→ Tasks to complete
A. For each statement, say whether the text on weight training below agrees with it, answering yes or no and quoting the words of the text that decide it: (i) training with weights raises the energy you burn to five to 10 times your resting level; (ii) middle-age spread can add 10kg of body weight every decade; (iii) using light weights for 15 to 20 repetitions makes muscles bulky.
B. Transcribe the part of the weight-training text below that begins at the words "Many of us spend" and stops after the words "but not bulky.".

→ Given text

┏━━

Boosting your metabolism

When you train using weights, the amount of energy you burn rises five to 10 times above your body’s resting level.

This in turn speeds up your metabolism and means you burn fat for around two to six hours after you’ve finished exercising.

Weight-training also has longer-term benefits for your metabolism. As your muscles become firmer, they start contracting a little bit all the time, so your body is essentially always ready for exercise. This means your muscles react faster and you are burn up more energy as you are keeping them activated.

This can help prevent the dreaded ‘middle-age spread’, which happens as your metabolic rate decreases as you get older. This can result in a 7kg increase in body weight every decade, which can be countered by regular resistance training.

According to research, an 80 year old who has regularly trained with weights over their lifetime will maintain most of their muscle tissue as they get older, which offsets the effects of a slowing metabolism.

It also helps improve bone density, as it stimulates our bone-building cells, called osteoblasts) which in turn reduces the risk of developing osteoporosis or brittle bones. This is particularly important for women who are going through the menopause.

Combining weight training with aerobic exercise can help reduce blood pressure and hypertension, which is an increasing problem due to ever higher levels of pressure in the workplace.

Research has also found that blood cholesterol often shows improvement after a few months of training using weights, and that it can help with posture.

Many of us spend the majority of our working lives sitting behind a desk, which can lead to back and neck pain.

A well-designed weight training programme can ensure your body remains balanced and will help you maintain healthy spinal and pelvic alignment. This can not only improve posture but also organ function, as it improves blood flow.

The muscle myth

Don’t assume that as soon as you start training with weights, you’ll start developing large unsightly muscles.

Most of us, especially women, don’t have the hormones required to create exaggerated muscle definition and growth.

If you stick to light weights, using repetitions of 15 to 20 times at each workout your muscles will become toned but not bulky.

┗━━

(Dataset entries)
┏━━

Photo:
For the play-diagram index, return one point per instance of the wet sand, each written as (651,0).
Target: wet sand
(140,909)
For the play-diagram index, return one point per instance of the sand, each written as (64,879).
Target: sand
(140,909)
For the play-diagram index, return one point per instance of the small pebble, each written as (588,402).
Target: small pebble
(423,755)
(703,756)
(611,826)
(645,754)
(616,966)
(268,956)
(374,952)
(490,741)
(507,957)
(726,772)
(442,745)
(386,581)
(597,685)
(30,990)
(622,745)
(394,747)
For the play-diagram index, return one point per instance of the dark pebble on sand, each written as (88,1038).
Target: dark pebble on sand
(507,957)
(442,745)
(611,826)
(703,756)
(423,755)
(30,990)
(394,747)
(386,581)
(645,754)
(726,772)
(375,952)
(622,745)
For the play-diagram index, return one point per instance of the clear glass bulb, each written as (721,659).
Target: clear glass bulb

┗━━

→ Solutions in order
A.
(i) Yes: "the amount of energy you burn rises five to 10 times above your body’s resting level"
(ii) No: "This can result in a 7kg increase in body weight every decade"
(iii) No: "your muscles will become toned but not bulky"

B.
Many of us spend the majority of our working lives sitting behind a desk, which can lead to back and neck pain.

A well-designed weight training programme can ensure your body remains balanced and will help you maintain healthy spinal and pelvic alignment. This can not only improve posture but also organ function, as it improves blood flow.

The muscle myth

Don’t assume that as soon as you start training with weights, you’ll start developing large unsightly muscles.

Most of us, especially women, don’t have the hormones required to create exaggerated muscle definition and growth.

If you stick to light weights, using repetitions of 15 to 20 times at each workout your muscles will become toned but not bulky.